SELECTED PASSAGE:
[Start of Attachment]

It’s full of stuff, but not just any stuff. It’s mostly music-making equipment, but not all: The crackers and the Marvin Gaye record suggest that this is a place where people spend time, an impression that would persist even if no actual people were in the frame. And it’s a historically specific collection of stuff: no CDs, no racks full of digital EQs and HD recorders, no USB-powered MIDI controllers or laptops running Reason. Even the clothes, if I may say so, are historically specific. (I used to know what band’s t-shirt bassist Graham Maby is wearing—the Rumour? Doctor Feelgood?—but I can’t quite make it out in this jpeg.)

In short, the particularity of stuff in this shot conveys a very vivid and specific impression of setting and affect. And that’s exactly how I’ve been approaching an extended fixed-media project I started over the summer: a series of three- or four-minute moments, each of which frames an arrangement of carefully chosen auditory stuff. I’m sure it’s hardly an unprecedented way of working (especially in the realm of electroacoustic music), but it’s not usually the way I pursue organizing musical time—so I’m excited to see how the finished product turns out. And as it happens, I think I have Night and Day on vinyl; if my project is ever released on CD, I’ll have to slip the outer sleeve surreptitiously into a photo for the booklet…

2 thoughts on “The Space Is the Place

  1. Chris Becker

    Love the cover to this album as well. It’s a very New Yorker esqe line drawing on Joe at a grand piano smoking with a blue night sky above him. This album and the Steppin Out video were some of my first impressions of NYC when I lived in various points in the midwest and Southern U.S.

[End of Attachment]

WHAT YOU NEED TO DO:
- A) In the passage about the photograph, how long is each moment in the fixed-media project the writer started over the summer?
- B) In the passage about the photograph, condense the paragraph beginning "It's full of stuff" into a shorter version that keeps its main facts.
- C) Write what comes next in the passage about the photograph, picking up after its final sentence.

SOURCE DATA:
[Start of Attachment]

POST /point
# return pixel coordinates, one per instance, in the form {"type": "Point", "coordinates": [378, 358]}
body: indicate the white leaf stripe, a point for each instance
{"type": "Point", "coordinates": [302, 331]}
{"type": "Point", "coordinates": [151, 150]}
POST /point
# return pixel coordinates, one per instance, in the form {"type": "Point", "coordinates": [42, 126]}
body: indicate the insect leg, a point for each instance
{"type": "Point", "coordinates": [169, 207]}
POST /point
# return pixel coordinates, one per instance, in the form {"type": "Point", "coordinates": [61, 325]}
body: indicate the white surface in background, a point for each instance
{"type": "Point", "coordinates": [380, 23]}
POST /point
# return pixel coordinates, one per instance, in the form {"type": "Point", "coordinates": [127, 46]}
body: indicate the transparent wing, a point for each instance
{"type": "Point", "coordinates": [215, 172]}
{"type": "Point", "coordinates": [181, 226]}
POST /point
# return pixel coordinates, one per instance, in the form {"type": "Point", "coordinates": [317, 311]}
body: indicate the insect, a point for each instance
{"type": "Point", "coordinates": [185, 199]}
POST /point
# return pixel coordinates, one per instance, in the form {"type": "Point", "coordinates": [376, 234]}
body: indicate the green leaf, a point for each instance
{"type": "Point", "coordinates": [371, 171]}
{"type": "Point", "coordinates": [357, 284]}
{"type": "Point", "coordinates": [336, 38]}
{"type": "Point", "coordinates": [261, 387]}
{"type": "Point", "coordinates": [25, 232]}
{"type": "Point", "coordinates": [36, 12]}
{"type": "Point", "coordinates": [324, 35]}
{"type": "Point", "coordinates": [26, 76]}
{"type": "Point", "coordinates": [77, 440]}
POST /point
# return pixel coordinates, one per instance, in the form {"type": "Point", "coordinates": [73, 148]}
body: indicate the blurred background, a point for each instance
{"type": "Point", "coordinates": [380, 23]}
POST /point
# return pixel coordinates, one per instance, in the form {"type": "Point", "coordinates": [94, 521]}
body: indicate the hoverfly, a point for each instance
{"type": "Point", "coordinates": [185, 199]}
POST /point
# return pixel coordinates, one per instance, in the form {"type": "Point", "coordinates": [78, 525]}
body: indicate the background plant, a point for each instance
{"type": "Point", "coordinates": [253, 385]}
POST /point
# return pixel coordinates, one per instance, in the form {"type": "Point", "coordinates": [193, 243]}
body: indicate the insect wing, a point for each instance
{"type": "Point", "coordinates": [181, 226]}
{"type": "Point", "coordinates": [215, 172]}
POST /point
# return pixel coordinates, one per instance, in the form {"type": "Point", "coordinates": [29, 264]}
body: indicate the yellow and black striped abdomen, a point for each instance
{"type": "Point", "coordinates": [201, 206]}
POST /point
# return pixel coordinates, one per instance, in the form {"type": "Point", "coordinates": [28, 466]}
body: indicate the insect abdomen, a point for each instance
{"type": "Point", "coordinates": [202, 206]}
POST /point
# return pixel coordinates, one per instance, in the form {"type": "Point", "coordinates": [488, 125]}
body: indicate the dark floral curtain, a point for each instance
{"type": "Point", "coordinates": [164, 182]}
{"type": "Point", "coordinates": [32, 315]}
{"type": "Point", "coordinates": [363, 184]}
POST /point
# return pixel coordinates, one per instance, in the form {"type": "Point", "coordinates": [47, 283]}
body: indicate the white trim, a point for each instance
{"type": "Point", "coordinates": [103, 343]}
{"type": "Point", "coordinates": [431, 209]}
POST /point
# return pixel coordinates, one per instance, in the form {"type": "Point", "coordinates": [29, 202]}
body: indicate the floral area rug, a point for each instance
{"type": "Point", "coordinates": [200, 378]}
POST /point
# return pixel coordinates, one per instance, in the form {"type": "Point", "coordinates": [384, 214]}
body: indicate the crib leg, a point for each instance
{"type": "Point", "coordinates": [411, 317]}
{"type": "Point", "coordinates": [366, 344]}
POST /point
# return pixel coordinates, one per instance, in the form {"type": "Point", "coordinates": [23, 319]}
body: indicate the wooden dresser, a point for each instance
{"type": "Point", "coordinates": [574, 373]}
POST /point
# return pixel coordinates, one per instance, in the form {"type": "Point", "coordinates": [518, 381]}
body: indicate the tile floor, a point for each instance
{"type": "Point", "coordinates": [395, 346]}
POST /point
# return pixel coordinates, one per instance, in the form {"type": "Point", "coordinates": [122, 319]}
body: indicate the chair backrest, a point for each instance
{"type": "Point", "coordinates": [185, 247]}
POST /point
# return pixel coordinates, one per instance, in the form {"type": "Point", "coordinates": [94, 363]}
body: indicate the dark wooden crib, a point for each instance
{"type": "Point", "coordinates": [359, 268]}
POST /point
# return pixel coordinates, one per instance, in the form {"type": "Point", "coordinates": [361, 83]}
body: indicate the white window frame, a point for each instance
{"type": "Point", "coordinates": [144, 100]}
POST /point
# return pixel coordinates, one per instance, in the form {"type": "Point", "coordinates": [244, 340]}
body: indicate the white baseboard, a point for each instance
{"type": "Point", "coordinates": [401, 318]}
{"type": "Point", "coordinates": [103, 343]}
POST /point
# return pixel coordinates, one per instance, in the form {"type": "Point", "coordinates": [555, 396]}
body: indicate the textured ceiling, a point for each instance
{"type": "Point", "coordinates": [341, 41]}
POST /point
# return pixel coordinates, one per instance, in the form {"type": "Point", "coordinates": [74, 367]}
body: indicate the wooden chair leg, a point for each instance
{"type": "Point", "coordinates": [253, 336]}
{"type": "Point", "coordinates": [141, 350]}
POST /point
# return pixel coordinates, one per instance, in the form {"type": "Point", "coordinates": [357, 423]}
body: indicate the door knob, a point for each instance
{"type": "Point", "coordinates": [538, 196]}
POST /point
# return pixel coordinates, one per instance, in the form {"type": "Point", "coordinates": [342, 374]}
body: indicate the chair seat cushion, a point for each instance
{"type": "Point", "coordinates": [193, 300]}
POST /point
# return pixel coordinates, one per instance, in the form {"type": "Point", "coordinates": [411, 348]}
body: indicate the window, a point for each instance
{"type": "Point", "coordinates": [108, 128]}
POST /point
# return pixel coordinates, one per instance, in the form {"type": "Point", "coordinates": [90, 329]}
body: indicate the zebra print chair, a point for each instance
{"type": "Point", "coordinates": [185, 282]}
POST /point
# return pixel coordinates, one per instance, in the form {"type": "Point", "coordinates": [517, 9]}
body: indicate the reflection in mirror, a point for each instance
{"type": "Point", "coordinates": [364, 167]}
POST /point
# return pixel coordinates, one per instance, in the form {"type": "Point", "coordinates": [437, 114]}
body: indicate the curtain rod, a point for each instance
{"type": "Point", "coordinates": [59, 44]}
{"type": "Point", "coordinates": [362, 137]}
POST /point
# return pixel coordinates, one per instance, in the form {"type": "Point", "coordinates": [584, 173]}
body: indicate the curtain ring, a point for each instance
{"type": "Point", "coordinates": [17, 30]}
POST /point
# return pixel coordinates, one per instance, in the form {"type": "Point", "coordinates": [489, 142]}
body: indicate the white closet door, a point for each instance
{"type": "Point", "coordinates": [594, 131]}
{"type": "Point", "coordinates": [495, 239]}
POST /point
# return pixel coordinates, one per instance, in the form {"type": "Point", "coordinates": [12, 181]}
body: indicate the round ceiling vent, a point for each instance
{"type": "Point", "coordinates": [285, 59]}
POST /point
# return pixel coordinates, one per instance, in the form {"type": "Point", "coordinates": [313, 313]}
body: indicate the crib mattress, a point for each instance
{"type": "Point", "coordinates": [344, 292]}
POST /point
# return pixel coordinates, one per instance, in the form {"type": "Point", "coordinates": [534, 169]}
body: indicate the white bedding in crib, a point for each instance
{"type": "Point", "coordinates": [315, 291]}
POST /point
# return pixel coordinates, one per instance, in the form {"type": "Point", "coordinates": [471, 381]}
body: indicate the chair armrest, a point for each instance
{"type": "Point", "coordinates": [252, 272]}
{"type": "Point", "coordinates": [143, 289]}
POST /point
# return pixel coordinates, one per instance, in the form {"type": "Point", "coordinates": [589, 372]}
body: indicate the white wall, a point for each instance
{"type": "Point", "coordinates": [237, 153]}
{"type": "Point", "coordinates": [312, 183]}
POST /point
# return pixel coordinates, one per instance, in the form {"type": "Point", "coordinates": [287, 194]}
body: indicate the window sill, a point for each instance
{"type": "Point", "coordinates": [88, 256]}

[End of Attachment]

EXPECTED OUTPUTS:
- A) Each moment runs three or four minutes.

- B) The shot is crowded with things, mostly music-making equipment. The crackers and the Marvin Gaye record suggest a place where people spend time, and that impression would hold even with no one in the frame. The collection is historically specific: there are no CDs, digital EQ racks, HD recorders, USB-powered MIDI controllers or laptops running Reason. The clothes are historically specific too. The writer once knew which band's t-shirt bassist Graham Maby is wearing, perhaps the Rumour or Doctor Feelgood, but can't make it out in the jpeg.

- C)
    The first side of the album is mixed so each track cross fades into the next like a DJ would do in a club. Joe was heavily inspired by NY’s club world as well as its Latin community. “Target” and “Cancer” are absolutely hot and funny as hell to.

    Can you tell us a bit more about your project? I’m not sure I understand the connection you’re making.

    Reply
  2. colin holter

    Can you tell us a bit more about your project?

    It doesn’t have a whole lot (not nothing, though!) to do with the sound-world of Night and Day, but more to do with the idea of tableau: I’m working toward a bunch of musical tableaux that conjure specific affects by virtue of what they contain.